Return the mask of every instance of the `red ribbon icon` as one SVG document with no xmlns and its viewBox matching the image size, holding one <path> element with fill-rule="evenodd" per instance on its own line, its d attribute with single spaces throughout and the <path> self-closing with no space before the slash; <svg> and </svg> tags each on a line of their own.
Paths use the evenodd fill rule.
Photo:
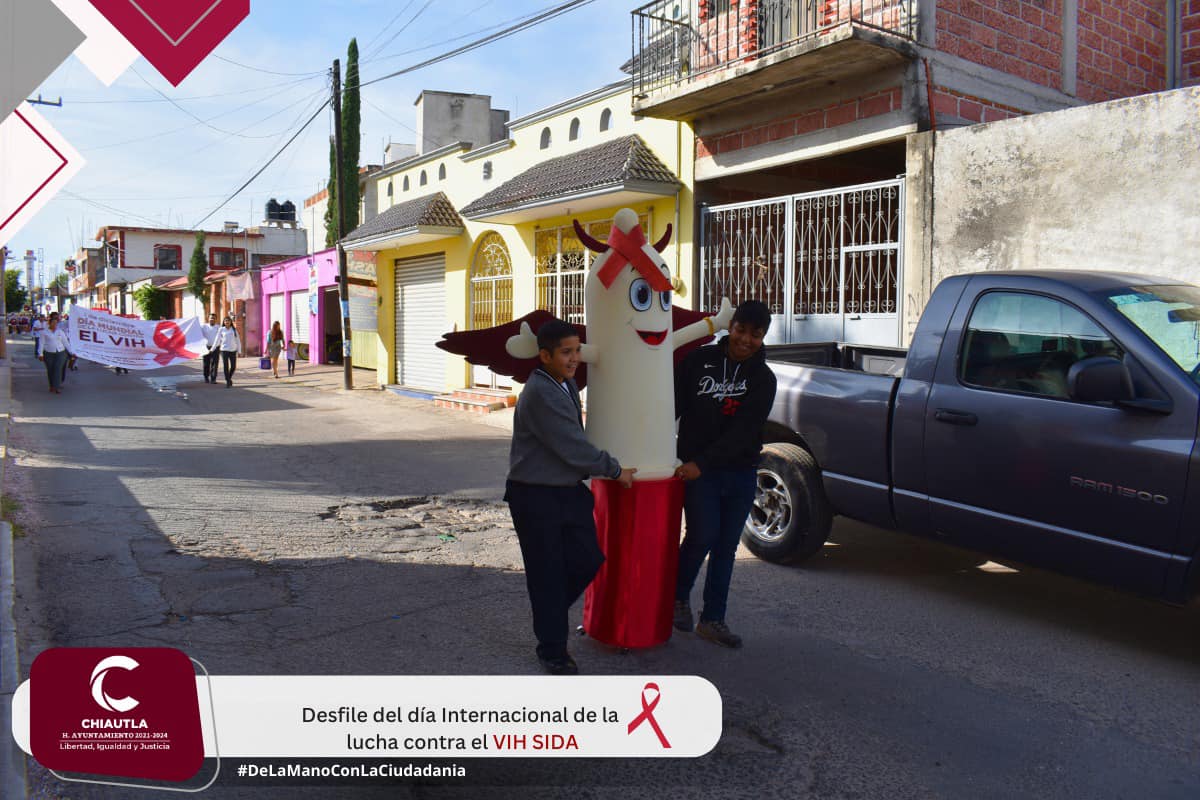
<svg viewBox="0 0 1200 800">
<path fill-rule="evenodd" d="M 625 233 L 616 225 L 613 226 L 612 233 L 608 235 L 608 258 L 600 268 L 599 275 L 605 289 L 612 286 L 626 264 L 633 264 L 634 269 L 642 273 L 642 277 L 649 281 L 650 288 L 654 291 L 671 291 L 671 281 L 642 249 L 645 246 L 646 234 L 642 232 L 641 225 L 635 225 L 629 233 Z"/>
<path fill-rule="evenodd" d="M 187 336 L 170 320 L 160 322 L 154 327 L 154 343 L 166 351 L 154 357 L 154 360 L 164 367 L 177 358 L 196 358 L 199 355 L 187 349 Z"/>
<path fill-rule="evenodd" d="M 651 689 L 654 690 L 654 699 L 650 702 L 646 702 L 646 692 L 650 691 Z M 662 692 L 659 690 L 657 683 L 647 683 L 644 687 L 642 687 L 642 713 L 634 717 L 633 722 L 629 723 L 628 732 L 633 733 L 634 730 L 643 722 L 649 722 L 650 727 L 654 729 L 656 734 L 658 734 L 658 740 L 662 742 L 662 746 L 670 750 L 671 743 L 667 741 L 666 736 L 663 736 L 662 728 L 658 727 L 658 720 L 654 718 L 654 709 L 658 705 L 658 701 L 661 699 Z"/>
</svg>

- _Work request_
Without any of its pictures, the listing is to be repeated exactly as it stands.

- _Task output_
Return the mask of every instance of the `red ribbon icon` as one SVG document with no xmlns and its viewBox matching the image size, holding one <path> element with fill-rule="evenodd" per instance on its own line, its d attribute with single spaces throughout and the <path> self-closing with no space before the slash; <svg> and </svg> tags each on a line of their own.
Paths use the evenodd fill rule.
Photo:
<svg viewBox="0 0 1200 800">
<path fill-rule="evenodd" d="M 625 233 L 616 225 L 613 226 L 612 233 L 608 235 L 608 258 L 600 268 L 599 275 L 605 289 L 612 286 L 626 264 L 633 264 L 634 269 L 642 273 L 642 277 L 649 281 L 650 288 L 654 291 L 671 291 L 671 281 L 642 249 L 645 246 L 646 234 L 642 232 L 641 225 L 635 225 L 629 233 Z"/>
<path fill-rule="evenodd" d="M 187 336 L 170 320 L 160 322 L 154 327 L 154 343 L 166 351 L 154 357 L 154 360 L 164 367 L 177 358 L 196 358 L 199 355 L 187 349 Z"/>
<path fill-rule="evenodd" d="M 651 689 L 654 690 L 654 699 L 650 702 L 646 702 L 646 692 L 650 691 Z M 662 692 L 659 690 L 657 683 L 647 683 L 644 687 L 642 687 L 642 713 L 634 717 L 633 722 L 629 723 L 628 732 L 633 733 L 634 730 L 643 722 L 649 722 L 650 727 L 654 729 L 656 734 L 658 734 L 658 740 L 662 742 L 662 746 L 670 750 L 671 743 L 667 741 L 666 736 L 663 736 L 662 728 L 658 727 L 658 720 L 654 718 L 654 709 L 658 705 L 658 701 L 661 699 Z"/>
</svg>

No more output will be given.